→ STATED EXERCISE:
Look for "Shelf audit: locate every instance of the forest" in the records below, then copy that line and every line after it, exactly and with nothing added.
++++ DATA SHOWN
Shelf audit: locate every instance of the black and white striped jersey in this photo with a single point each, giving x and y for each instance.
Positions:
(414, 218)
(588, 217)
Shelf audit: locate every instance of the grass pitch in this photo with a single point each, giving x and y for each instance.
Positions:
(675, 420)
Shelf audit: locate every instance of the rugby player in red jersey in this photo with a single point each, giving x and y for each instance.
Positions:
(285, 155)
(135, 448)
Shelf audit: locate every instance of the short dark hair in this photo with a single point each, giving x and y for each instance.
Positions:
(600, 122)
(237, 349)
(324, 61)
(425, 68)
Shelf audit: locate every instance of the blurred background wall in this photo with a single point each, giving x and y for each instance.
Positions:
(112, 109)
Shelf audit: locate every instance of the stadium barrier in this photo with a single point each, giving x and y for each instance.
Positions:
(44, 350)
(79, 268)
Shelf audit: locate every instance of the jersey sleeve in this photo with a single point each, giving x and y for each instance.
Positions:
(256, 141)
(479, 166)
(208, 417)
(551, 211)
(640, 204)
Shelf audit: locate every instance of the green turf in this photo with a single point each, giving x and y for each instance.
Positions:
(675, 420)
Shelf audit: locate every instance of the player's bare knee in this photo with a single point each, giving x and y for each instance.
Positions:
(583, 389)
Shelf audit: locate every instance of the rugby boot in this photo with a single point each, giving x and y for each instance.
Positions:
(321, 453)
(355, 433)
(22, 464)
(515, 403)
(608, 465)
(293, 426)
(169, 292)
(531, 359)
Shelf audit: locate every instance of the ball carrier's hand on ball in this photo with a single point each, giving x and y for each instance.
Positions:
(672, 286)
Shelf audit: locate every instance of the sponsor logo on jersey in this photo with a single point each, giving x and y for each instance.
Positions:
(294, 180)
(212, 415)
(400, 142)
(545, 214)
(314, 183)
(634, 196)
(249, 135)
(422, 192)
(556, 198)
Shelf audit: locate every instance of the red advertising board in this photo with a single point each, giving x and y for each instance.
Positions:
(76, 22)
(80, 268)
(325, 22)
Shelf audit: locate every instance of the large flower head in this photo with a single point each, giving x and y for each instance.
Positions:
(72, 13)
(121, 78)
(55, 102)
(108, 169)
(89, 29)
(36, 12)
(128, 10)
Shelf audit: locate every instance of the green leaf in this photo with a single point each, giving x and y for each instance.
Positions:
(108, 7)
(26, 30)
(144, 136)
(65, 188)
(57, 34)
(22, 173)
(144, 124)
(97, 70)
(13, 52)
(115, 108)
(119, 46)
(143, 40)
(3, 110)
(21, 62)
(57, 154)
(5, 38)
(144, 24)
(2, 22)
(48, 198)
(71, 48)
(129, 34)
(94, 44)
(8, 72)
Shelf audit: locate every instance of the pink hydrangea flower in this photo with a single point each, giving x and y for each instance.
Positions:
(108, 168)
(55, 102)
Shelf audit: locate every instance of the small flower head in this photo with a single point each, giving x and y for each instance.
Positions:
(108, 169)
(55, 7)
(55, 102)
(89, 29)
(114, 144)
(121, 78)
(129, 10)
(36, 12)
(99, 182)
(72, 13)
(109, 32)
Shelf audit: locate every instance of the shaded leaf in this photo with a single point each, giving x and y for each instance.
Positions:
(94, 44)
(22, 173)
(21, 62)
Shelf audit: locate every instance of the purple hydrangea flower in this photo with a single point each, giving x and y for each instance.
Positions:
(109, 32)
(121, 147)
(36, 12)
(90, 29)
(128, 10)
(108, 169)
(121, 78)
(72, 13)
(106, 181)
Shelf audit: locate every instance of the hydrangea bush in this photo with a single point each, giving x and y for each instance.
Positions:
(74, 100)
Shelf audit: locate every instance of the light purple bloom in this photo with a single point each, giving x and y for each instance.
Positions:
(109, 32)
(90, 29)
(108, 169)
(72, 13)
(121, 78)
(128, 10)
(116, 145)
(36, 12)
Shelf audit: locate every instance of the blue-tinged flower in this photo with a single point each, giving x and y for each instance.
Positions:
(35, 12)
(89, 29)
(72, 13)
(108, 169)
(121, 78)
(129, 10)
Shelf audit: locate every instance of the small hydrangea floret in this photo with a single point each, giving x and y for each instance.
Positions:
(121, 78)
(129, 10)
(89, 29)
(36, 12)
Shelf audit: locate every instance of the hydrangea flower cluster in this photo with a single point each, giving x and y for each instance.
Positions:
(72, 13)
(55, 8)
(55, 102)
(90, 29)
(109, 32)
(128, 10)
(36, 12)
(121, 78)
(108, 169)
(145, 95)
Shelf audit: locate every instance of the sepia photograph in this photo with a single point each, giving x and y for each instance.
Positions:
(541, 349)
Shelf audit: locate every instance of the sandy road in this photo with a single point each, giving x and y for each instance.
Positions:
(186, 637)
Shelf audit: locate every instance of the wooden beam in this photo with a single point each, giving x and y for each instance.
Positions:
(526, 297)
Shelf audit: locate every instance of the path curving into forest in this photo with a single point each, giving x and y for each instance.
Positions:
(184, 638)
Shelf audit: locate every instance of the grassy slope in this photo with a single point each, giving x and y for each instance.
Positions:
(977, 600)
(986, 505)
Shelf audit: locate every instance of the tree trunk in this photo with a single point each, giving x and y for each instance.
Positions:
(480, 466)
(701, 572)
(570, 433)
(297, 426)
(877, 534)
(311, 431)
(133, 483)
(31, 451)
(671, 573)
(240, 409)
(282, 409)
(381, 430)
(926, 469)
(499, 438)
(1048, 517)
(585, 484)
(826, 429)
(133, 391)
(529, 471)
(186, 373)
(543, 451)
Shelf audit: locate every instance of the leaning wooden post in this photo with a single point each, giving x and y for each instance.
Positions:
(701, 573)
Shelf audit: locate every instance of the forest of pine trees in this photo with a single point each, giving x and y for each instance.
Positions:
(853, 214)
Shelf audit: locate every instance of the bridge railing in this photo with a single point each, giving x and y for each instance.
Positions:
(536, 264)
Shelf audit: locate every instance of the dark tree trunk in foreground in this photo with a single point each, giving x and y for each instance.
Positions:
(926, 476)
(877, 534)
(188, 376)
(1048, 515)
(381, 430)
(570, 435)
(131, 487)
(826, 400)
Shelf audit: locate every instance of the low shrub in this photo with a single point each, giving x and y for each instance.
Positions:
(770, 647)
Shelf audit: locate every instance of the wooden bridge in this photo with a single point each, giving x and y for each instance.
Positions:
++++++++
→ RESULT FOR THIS EXERCISE:
Shelf audit: locate every instance of the forest of pine trees in this photo with a single point each, giving x and y for each instance.
Positions:
(853, 214)
Shelf audit: locate every instance of the bridge railing in this photo with a single point each, giving x and y for each instance.
Positions:
(536, 264)
Shelf audit: locate every instance of the dark tree trunk in foreground in this photo with a single point each, giving x and y for each instance.
Positions:
(926, 476)
(877, 534)
(188, 376)
(1048, 515)
(381, 430)
(570, 435)
(131, 487)
(826, 400)
Shelf audit: locate every instance of the low shrub in this photo with a single point each, giving x and y for each instance.
Positions:
(770, 647)
Shelf audit: locate every instance of the wooden bridge in this photo with a single point each, giving x and y for each instance.
Positions:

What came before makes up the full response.